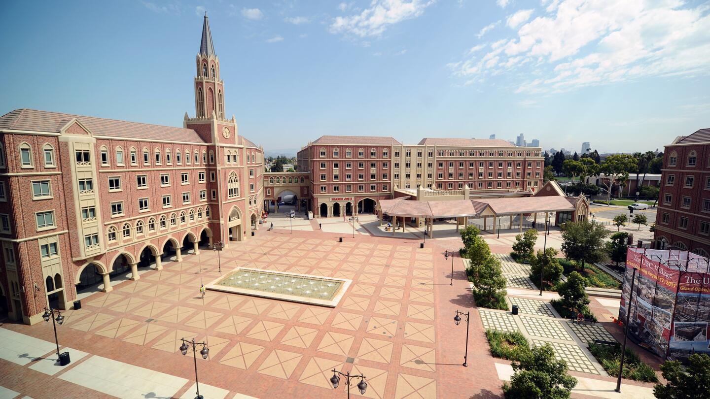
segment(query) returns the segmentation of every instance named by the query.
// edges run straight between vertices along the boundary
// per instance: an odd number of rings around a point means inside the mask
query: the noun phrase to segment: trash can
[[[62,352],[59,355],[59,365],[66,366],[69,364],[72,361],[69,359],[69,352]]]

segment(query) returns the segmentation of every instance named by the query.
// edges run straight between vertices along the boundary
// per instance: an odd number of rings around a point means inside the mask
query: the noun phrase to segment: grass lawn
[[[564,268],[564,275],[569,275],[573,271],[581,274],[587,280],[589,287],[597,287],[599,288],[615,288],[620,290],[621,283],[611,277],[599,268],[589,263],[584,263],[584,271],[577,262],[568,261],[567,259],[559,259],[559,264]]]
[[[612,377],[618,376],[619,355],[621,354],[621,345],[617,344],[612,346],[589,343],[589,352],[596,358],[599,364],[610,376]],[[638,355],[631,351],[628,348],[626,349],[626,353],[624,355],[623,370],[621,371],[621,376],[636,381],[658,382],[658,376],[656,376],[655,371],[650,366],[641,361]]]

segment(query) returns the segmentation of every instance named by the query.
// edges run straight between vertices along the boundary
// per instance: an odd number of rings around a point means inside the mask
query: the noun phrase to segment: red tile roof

◆ ◆ ◆ ◆ ◆

Task details:
Reproduce the listing above with "vertices" swapped for "corner points" everywhere and everything else left unchanged. Leave the pictures out of your answer.

Answer to this exercise:
segment(query) returns the segmentation of every instance named by the query.
// edges run straight between corner points along the boundary
// per instance: an odd number of rings around a point means inside the mask
query: the noun phrase to segment: trash can
[[[62,352],[59,355],[59,365],[66,366],[69,364],[72,361],[69,359],[69,352]]]

segment(query) returns the segmentation of every instance named by the query.
// edges run straight between corner points along the boundary
// per instance: an odd number of rings around a point means inside the mask
query: the noun phrase to segment: grass lawn
[[[564,268],[564,275],[569,275],[573,271],[581,274],[587,280],[589,287],[597,287],[599,288],[615,288],[620,290],[621,283],[611,277],[599,268],[589,263],[584,263],[584,271],[577,262],[568,261],[567,259],[559,259],[559,264]]]
[[[612,377],[618,376],[619,355],[621,354],[621,345],[617,344],[612,346],[589,343],[589,352],[596,358],[599,364],[610,376]],[[638,355],[631,351],[628,348],[626,349],[626,353],[624,355],[623,370],[621,371],[621,376],[636,381],[658,382],[658,376],[656,376],[655,371],[650,366],[641,361]]]

segment(query) returns the segmentation of every instance named by the query.
// edges run straight between corner points along the boundary
// per instance: an odd number of rings around a point means inside the mask
query: the noun phrase to segment: red tile roof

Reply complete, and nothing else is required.